For many applications, however, the location of fasteners prevents the user from directly aligning the bit holder with the fastener. This limitation impedes the ability of the user to apply maximum torque to the fastener, and increases wear on both the fastener and the interchangeable bit. In order to overcome this problem, hand tools have been designed that have working ends displaceable or pivotable away from the longitudinal axis of the shank of the tool.

U.S. Pat. No. 2,773,529 (Valenti) discloses a screwdriver having a pivotable tool bit part which allows it to be pivoted to a right angle to the screwdriver shank by the rotation of a clamp member which manually holds the tool bit part in alignment with the shank.

U.S. Pat. No. 4,271,731 (Suligoy et al.) discloses a socket member pivotally attached to a shaft by means of pivot pins. The socket member includes a socket cavity having a conventional polygonal or ribbed cross-section to receive the correspondingly cross-sectioned shank end of a bit. In one embodiment, an elongated collar is provided to retain the socket member in axial alignment with the shaft.

U.S. Pat. Nos. 4,711,145 (Inoue); 5,042,332 (Nickipuck); and 5,577,426 (Eggert et al.) each teach fastener-driver constructions having an angularly-displaceable component.

These embodiments, however, locate the pivot point of the bit relative to the bit holder too far behind the working end of the bit. The misalignment requires eccentric rotation of the bit, resulting in excessive wear on both the working end of the bit and the fastener.

Requirement 1:
In the passage on pivoting hand tools, what does the elongated collar in the Suligoy et al. patent do?
Requirement 2:
Rewrite the passage on pivoting hand tools from "U.S. Pat. No. 2,773,529" to "an angularly-displaceable component.", replacing "socket member" with "socket head".
The listing after this is separate material, unrelated to the passage on pivoting hand tools.

Supplied data:
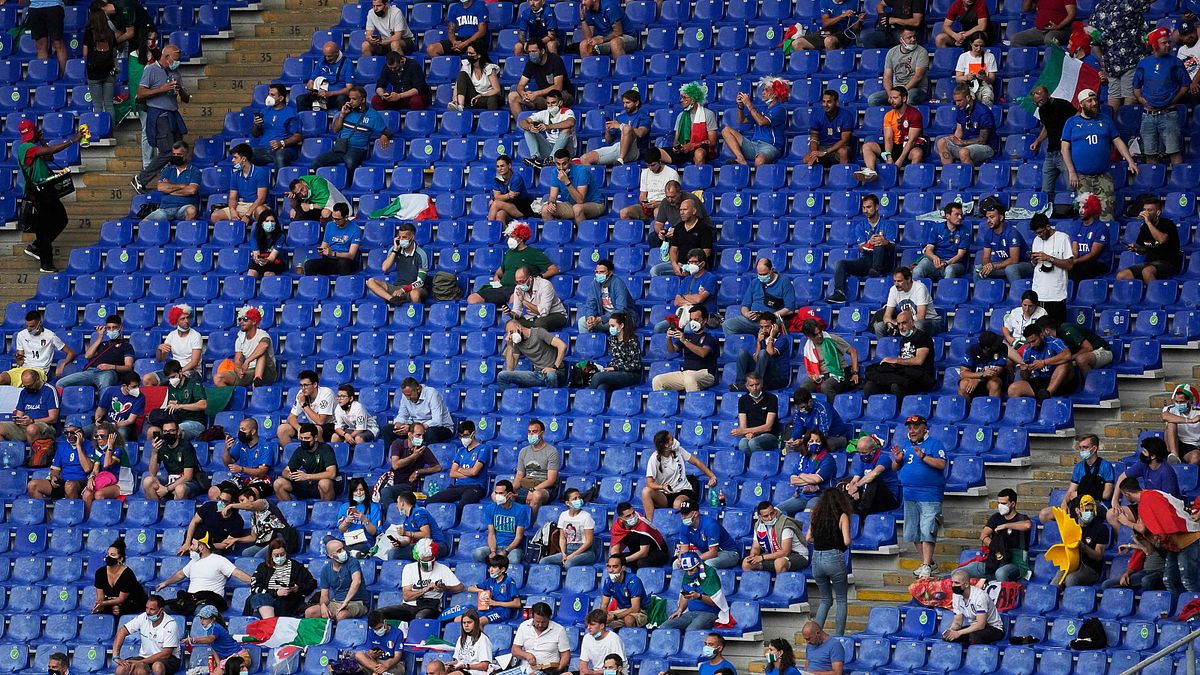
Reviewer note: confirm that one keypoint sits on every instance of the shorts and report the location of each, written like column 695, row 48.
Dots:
column 922, row 520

Written solution 1:
It retains the socket member in axial alignment with the shaft.

Written solution 2:
U.S. Pat. No. 2,773,529 (Valenti) discloses a screwdriver having a pivotable tool bit part which allows it to be pivoted to a right angle to the screwdriver shank by the rotation of a clamp member which manually holds the tool bit part in alignment with the shank.

U.S. Pat. No. 4,271,731 (Suligoy et al.) discloses a socket head pivotally attached to a shaft by means of pivot pins. The socket head includes a socket cavity having a conventional polygonal or ribbed cross-section to receive the correspondingly cross-sectioned shank end of a bit. In one embodiment, an elongated collar is provided to retain the socket head in axial alignment with the shaft.

U.S. Pat. Nos. 4,711,145 (Inoue); 5,042,332 (Nickipuck); and 5,577,426 (Eggert et al.) each teach fastener-driver constructions having an angularly-displaceable component.